ÉNONCÉ 1:
D'après le prologue sur Éric Orpellière, dans quelle région du monde a-t-il travaillé jusqu'à sa retraite ?
ÉNONCÉ 2:
Expliquez, en vous appuyant sur le prologue sur Éric Orpellière, pourquoi sa réacclimatation à son pays natal lui pose quelques problèmes.
ÉNONCÉ 3:
Écrivez la suite du prologue sur Éric Orpellière à partir de sa dernière phrase.

EXTRAIT DU DOCUMENT:
::::::

Prologue Les désarrois d’Éric Orpellière
- Publication type: Book chapter
- Book: La Modernisation de l’État. Une promesse trahie ?
- Pages: 11 to 14
- Collection: Classiques Jaunes (The 'Yellow' Collection), n° 701
- Series: Économies, n° 3
Prologue
Les désarrois d’Éric Orpellière
Éric Orpellière se réinstalle en France. Son diplôme universitaire en poche, il avait quitté le pays dans les années 1970 pour l’Amérique latine où il aura travaillé jusqu’à sa toute récente retraite.
La ré-acclimatation à son pays natal lui cause quelques problèmes du fait qu’il n’y avait pratiquement gardé aucun lien pendant ces nombreuses années. Redécouvertes et surprises, étonnements et sentiment de déjà vu alternent durant les premières semaines de son retour. Certes cela concerne tous les aspects de la vie en société, mais aussi et surtout l’État et ses services.

::::::

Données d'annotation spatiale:
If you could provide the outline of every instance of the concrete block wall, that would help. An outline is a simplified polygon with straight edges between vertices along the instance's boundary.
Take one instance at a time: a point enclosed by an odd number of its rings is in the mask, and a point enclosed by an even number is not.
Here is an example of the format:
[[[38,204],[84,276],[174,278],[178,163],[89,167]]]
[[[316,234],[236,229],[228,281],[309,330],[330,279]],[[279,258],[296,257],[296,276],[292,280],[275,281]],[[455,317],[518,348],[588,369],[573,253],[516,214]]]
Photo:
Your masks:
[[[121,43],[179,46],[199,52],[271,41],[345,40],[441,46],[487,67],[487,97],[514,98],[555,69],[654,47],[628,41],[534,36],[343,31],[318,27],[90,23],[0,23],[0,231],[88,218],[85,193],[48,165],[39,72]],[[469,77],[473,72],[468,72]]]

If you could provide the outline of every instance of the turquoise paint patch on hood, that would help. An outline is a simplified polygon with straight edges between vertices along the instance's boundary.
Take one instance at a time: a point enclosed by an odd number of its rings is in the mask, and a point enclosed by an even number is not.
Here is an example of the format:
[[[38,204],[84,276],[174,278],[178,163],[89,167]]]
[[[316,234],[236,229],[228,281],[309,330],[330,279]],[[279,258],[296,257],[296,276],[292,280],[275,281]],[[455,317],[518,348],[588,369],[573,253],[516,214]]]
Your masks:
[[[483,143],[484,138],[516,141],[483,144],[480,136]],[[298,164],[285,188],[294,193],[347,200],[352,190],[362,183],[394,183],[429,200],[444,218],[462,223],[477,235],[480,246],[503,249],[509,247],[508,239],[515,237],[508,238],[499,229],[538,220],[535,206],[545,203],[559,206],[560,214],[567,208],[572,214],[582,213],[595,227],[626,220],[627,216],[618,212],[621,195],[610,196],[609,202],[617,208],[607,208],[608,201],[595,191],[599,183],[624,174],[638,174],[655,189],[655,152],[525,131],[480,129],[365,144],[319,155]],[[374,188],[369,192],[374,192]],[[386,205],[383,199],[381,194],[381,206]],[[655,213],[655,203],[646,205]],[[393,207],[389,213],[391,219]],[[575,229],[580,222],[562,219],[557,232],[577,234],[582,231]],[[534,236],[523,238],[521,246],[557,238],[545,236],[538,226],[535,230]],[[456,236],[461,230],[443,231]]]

::::::

RÉPONSE 1:
En Amérique latine.

RÉPONSE 2:
Il n'avait pratiquement gardé aucun lien avec la France pendant les nombreuses années passées en Amérique latine, depuis son départ dans les années 1970. Son retour s'accompagne donc de redécouvertes, de surprises et d'étonnements, en particulier à l'égard de l'État et de ses services.

RÉPONSE 3:
Lorsqu’Éric désire se faire construire une maison, se fiant à des souvenirs très anciens, il veut demander à la Direction départementale de l’équipement les documents nécessaires à l’obtention d’un permis de construire. Il apprend alors tout à la fois que la demande est téléchargeable sur internet, que ce service extérieur du Ministère de l’équipement n’existe plus, et qu’au niveau départemental, nombre de ses compétences relèvent désormais d’une direction départementale interministérielle. Il découvre également qu’au niveau national le Ministère de l’équipement a disparu, absorbé par un Ministère de la transition écologique et solidaire, et que, de toute façon, dans le cadre de la décentralisation, la délivrance des permis de construire a été transférée aux communes. En somme son expérience des guichets publics acquise avant son départ se révèle obsolète à plusieurs titres.
Qui plus est, en discutant de leurs études avec ses neveux et nièces, il est surpris d’apprendre qu’une loi de 2007 dite populairement loi Pécresse a accordé l’autonomie aux universités alors qu’il croyait que celle-ci avait été acquise par une loi dite Edgar Faure datant de 1968. Éric pense donc que la loi Faure a dû être abolie entretemps, ou alors que sous le vocable commun d’autonomie les deux législations ne devaient pas traiter de la même chose.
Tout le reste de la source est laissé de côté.